WHAT THE TASK ASKS
Which lines in the rows below contain the word "white"? Filter them out and copy each one.

BEGIN RECORDS SHOWN

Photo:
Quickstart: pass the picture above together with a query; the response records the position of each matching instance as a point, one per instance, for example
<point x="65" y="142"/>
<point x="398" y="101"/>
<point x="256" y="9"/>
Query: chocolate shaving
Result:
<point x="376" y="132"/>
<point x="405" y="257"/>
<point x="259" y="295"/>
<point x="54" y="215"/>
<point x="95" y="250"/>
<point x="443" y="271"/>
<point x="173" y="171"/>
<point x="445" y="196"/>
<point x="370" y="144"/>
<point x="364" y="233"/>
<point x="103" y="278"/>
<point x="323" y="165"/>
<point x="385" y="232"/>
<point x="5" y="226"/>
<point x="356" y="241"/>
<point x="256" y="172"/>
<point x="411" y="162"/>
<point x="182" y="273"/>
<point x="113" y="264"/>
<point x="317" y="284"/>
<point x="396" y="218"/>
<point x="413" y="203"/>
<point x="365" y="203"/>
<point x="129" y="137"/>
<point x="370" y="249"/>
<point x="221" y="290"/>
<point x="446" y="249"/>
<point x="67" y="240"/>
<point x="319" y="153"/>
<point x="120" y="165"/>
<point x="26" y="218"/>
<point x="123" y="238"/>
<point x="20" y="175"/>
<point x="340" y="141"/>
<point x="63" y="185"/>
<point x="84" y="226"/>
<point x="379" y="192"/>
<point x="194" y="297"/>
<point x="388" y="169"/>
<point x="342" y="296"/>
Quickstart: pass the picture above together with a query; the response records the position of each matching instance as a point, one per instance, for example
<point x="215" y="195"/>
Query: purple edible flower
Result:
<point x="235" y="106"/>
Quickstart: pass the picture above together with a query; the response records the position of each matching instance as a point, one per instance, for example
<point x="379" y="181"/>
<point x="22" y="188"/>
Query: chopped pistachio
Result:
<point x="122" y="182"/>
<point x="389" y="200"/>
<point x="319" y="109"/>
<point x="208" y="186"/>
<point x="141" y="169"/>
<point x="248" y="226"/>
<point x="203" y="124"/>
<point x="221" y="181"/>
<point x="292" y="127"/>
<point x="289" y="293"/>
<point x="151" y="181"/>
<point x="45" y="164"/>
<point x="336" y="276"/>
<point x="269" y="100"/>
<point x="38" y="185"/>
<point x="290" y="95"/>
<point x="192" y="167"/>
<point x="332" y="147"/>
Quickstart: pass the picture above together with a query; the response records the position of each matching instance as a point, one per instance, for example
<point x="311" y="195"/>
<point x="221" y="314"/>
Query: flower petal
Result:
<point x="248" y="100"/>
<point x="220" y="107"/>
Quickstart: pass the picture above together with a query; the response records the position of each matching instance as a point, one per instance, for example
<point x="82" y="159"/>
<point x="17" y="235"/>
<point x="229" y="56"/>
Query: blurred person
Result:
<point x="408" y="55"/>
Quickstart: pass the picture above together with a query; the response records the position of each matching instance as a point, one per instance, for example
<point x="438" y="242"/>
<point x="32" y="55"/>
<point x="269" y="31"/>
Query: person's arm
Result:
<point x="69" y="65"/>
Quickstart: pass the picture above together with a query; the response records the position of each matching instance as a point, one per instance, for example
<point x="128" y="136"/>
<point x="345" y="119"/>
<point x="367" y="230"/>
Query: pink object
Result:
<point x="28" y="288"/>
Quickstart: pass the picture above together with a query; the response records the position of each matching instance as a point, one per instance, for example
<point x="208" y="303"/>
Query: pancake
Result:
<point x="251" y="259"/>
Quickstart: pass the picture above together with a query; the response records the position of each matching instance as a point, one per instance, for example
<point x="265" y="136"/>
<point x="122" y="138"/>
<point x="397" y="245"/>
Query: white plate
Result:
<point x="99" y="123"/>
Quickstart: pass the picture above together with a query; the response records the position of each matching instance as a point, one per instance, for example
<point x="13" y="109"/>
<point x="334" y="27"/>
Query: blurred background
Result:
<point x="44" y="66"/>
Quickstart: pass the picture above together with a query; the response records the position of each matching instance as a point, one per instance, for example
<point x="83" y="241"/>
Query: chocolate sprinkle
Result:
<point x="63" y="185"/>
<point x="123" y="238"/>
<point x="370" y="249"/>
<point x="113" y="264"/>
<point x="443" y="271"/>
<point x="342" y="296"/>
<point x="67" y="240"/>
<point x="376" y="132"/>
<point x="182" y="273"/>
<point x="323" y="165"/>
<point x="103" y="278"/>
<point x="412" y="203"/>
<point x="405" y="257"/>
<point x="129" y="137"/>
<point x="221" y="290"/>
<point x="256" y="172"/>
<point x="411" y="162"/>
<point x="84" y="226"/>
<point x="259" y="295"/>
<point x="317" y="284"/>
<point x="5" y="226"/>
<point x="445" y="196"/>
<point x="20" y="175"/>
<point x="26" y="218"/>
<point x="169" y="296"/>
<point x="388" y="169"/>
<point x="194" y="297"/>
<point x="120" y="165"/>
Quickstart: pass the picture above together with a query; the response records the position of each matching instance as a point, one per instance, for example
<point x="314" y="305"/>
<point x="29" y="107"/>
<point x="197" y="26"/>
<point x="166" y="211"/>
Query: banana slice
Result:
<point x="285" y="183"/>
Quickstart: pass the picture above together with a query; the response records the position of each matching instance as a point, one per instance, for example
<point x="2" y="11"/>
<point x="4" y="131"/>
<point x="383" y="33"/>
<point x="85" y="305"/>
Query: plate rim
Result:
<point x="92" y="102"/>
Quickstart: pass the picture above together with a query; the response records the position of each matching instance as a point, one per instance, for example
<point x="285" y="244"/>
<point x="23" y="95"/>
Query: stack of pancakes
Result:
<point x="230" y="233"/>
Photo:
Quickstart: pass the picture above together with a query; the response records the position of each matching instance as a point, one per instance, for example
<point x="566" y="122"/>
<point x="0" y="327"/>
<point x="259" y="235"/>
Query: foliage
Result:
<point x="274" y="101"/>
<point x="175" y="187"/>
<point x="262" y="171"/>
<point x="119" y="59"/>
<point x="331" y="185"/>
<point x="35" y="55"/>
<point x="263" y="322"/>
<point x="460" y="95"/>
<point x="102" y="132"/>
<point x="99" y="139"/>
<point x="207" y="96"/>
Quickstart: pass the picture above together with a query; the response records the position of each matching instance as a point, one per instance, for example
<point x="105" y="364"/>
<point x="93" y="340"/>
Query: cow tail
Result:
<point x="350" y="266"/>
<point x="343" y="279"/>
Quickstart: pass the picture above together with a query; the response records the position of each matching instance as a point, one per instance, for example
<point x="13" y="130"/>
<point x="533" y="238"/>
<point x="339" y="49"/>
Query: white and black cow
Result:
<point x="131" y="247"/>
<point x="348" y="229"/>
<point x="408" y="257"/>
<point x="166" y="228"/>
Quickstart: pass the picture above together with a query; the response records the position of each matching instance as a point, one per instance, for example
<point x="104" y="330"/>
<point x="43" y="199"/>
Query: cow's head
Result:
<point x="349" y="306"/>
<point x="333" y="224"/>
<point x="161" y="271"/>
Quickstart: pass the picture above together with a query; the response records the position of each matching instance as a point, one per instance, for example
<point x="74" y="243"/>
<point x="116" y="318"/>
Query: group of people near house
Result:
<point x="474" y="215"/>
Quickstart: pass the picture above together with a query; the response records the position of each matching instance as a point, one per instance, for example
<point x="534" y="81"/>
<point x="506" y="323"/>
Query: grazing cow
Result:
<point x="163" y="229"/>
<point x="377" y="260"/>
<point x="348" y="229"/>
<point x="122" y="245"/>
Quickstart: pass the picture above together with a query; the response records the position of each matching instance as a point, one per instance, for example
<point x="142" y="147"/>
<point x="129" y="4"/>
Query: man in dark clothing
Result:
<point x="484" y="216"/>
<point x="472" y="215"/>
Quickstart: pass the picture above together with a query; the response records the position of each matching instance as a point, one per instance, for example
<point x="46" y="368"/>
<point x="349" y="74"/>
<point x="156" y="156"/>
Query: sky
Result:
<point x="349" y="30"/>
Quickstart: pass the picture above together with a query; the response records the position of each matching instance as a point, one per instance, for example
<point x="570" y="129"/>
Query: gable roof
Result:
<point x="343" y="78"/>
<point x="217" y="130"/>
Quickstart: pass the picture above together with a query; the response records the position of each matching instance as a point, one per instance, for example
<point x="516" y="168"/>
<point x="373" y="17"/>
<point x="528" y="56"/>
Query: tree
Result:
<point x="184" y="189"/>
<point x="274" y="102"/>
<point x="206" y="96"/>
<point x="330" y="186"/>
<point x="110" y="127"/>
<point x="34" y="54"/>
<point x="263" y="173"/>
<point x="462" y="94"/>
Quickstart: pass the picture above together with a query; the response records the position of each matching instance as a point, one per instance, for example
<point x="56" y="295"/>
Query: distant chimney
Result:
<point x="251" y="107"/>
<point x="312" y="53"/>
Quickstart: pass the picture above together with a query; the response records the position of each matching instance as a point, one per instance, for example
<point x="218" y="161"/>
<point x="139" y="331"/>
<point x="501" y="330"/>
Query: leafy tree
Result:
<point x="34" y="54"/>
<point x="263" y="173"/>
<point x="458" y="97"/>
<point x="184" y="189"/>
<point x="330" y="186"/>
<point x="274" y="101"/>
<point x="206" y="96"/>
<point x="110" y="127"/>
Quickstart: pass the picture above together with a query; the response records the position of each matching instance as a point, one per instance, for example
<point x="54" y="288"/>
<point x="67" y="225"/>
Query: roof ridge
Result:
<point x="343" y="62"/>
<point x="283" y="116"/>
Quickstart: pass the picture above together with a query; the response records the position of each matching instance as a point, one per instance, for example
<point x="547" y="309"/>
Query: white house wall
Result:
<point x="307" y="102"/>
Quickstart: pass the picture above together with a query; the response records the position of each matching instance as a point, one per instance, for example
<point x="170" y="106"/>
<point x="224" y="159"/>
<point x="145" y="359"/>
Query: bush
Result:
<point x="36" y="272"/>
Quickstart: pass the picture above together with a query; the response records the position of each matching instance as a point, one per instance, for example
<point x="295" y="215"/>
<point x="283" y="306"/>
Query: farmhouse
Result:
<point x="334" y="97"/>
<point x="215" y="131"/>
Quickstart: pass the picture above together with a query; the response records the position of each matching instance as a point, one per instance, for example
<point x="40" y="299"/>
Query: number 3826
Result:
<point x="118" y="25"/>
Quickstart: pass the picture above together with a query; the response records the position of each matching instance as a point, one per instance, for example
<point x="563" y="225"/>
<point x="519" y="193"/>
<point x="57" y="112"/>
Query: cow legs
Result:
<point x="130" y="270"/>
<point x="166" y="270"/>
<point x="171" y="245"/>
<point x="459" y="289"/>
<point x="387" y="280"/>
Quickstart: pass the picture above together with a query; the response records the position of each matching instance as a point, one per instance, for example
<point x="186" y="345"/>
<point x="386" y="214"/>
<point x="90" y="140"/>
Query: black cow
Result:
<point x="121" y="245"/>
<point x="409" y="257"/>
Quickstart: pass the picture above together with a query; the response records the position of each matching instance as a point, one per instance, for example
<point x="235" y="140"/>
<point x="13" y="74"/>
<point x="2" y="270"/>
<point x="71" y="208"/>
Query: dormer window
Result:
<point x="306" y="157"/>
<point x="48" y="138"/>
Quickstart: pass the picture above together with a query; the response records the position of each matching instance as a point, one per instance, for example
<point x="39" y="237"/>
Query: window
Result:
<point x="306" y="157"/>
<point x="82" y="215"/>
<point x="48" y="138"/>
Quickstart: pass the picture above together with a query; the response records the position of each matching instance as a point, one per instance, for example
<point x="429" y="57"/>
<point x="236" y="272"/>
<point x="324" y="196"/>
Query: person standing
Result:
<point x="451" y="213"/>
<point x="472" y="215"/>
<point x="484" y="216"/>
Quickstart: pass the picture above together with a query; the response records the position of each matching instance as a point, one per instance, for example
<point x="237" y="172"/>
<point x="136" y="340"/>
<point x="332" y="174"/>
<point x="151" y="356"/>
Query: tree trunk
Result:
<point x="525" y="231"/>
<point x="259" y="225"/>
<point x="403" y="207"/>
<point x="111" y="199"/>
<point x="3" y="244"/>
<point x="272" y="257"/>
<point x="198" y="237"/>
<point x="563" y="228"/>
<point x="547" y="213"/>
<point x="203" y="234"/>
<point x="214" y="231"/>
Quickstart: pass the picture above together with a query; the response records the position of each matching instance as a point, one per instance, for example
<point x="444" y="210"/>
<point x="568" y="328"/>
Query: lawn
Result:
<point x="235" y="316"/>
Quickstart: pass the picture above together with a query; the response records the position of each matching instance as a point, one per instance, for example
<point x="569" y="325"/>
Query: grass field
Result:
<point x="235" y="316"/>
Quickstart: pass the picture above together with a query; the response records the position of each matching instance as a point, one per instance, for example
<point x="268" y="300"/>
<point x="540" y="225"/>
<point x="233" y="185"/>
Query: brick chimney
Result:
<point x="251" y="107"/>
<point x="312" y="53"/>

END RECORDS SHOWN

RESPONSE BELOW
Query: white plate
Query: white and black cow
Query: white house wall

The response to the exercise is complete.